**Text to read**
##############################

Summary of Verdict*:

Today, Monday 27/6/05, the Military Court for the Southern Command verdict was handed down its verdict in the case of Sgt. T, who was charged with the manslaughter of Tom Hurndall, a member of the International Solidarity Movement.

The verdict was handed down at the Military Court of the Southern Command by the following judges: President of the Court Colonel Nir Aviram, and Lt. Col. (reserve) Avi Zamir and Major Manor Spitz.

The Court found that:

On the southwest border of Gaza, on the "Philadelphi Route" between the Palestinian and the Egyptian sides of Rafah, during the afternoon hours of Friday, 11/04/03, Sgt. T was manning a pillbox guard post, alone. In accordance with the commanders' assessment of his high level of capability as a combat soldier, Sgt. T was made commander of the post. Another soldier in the team, Sgt. A, left the guard post to eat one level below the pillbox.

##############################

**Material provided**

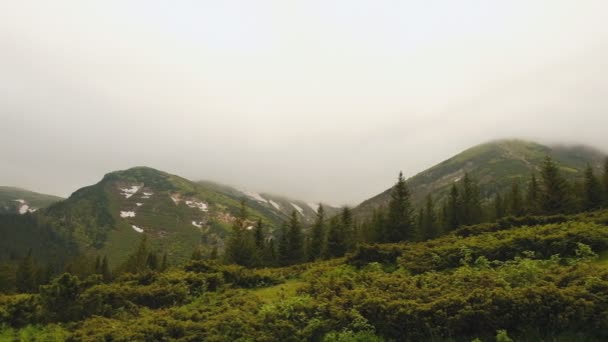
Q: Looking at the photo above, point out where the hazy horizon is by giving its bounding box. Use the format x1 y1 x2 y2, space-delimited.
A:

##############################

**Stated problem 1**
According to the verdict summary above, who served as President of the Court?
**Stated problem 2**
Proceed with the verdict summary from its last sentence, in the same style.

**Written reply 1**
Colonel Nir Aviram

**Written reply 2**
At sunset, Sgt. T identified a young man with a goatee, located beyond the row of houses closest to the pillbox. Around his back and shoulders he was draped in a bright orange coat, identifying him as an ISM activist. Tom Hurndall, a young British citizen aged 21, was there at that hour in order to distance children who were playing in an area which he suspected was dangerous (according to the statement of Joseph Carr, an ISM member).

"He was insolent and did not give us respect," reported Sgt. T during his interrogation, approximately nine months later.

Members of the organization annoyed him with their practice, to come closer to the guard post and infiltrate a "prohibited area", which is a "special security area" adjacent to the border, with full knowledge that the IDF imposed strict limitations on their activities in that area. Sgt. T took the opportunity and decided to send a message of warning, to frighten the young man, and distance him eastward.

He fired a single bullet at a point, approximately 10 centimeters left of Tom Harndell's ear, but hit him in the forehead and critically wounded him. He claims that he did not intend to hit him, but the young man moved his head.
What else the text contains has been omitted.